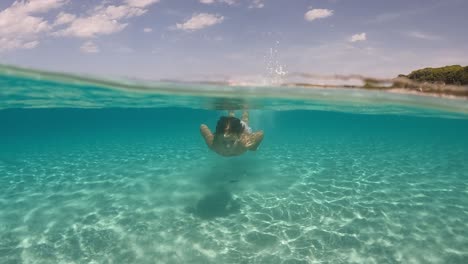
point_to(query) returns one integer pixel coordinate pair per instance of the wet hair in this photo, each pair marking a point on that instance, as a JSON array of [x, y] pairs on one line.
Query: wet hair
[[229, 124]]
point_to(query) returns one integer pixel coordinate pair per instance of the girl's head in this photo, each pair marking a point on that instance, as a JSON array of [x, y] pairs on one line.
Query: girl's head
[[229, 125]]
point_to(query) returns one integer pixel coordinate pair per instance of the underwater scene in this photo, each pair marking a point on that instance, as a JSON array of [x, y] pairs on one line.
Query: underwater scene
[[113, 171]]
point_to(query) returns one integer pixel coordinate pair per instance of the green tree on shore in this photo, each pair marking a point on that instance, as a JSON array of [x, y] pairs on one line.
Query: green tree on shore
[[454, 75]]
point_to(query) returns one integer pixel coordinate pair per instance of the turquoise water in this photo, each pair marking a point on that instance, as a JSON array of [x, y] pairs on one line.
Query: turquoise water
[[90, 174]]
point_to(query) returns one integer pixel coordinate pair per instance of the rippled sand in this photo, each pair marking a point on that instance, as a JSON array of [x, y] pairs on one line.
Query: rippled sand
[[333, 201]]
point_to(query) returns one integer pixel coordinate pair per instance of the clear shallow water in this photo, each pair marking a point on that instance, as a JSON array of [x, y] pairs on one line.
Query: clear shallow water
[[138, 185]]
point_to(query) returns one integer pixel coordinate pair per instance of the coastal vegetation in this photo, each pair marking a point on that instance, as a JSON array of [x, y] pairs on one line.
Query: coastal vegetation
[[450, 75]]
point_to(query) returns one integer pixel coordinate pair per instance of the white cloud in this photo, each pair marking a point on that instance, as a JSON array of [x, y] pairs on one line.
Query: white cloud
[[89, 47], [314, 14], [257, 4], [105, 20], [209, 2], [64, 18], [20, 25], [200, 21], [358, 37], [141, 3], [421, 35]]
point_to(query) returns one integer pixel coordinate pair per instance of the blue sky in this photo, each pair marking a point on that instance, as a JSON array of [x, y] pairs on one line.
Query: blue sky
[[211, 38]]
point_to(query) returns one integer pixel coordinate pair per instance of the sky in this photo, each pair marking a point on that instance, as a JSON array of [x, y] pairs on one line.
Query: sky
[[203, 39]]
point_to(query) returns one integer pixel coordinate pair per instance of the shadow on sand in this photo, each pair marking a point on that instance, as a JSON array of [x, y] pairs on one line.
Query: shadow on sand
[[217, 204]]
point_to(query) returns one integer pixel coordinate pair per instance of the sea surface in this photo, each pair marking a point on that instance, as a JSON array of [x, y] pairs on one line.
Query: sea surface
[[116, 171]]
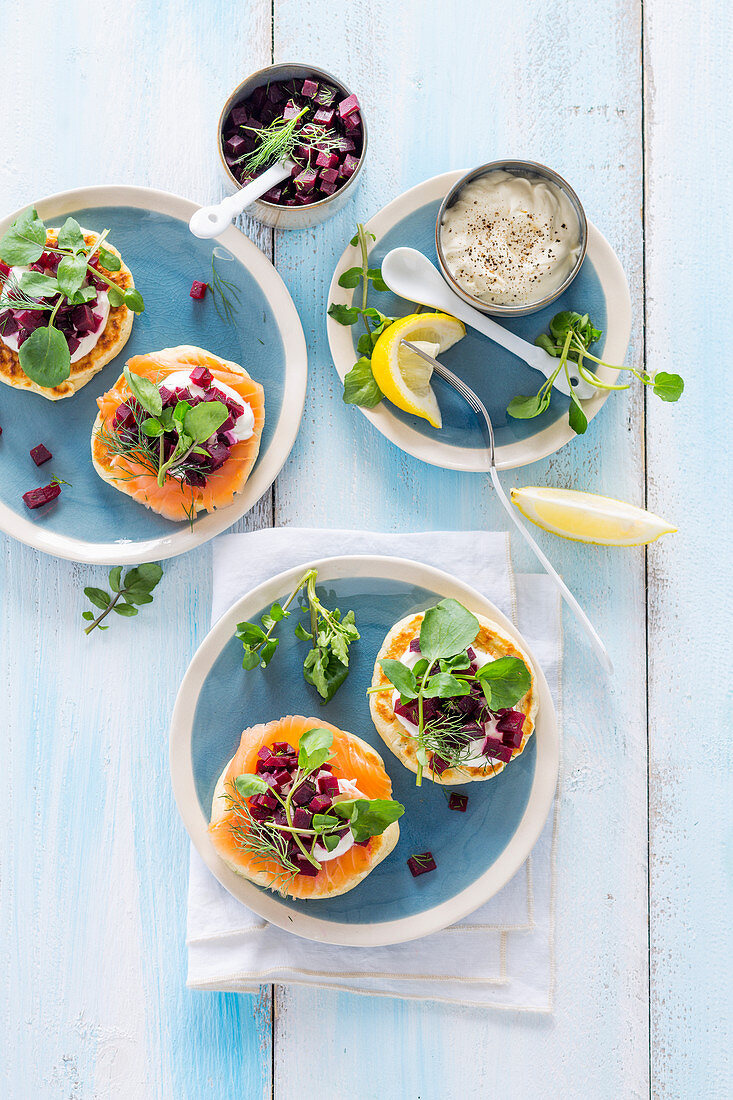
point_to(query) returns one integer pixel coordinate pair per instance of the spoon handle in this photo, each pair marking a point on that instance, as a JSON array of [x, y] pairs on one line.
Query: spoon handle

+===+

__Task instructions__:
Rewrite the records from the line with "of the green" up to and including the line with "[[454, 75]]", changing "green tree" to "palm tree" and keeping everything else the same. Give only those lines.

__Solution__:
point_to(query) returns one integer pixel coordinate pair per instance of the palm tree on shore in this photo, each pair marking a point on that instance, as a JSON array of [x, y] pairs on one line.
Query: palm tree on shore
[[454, 75]]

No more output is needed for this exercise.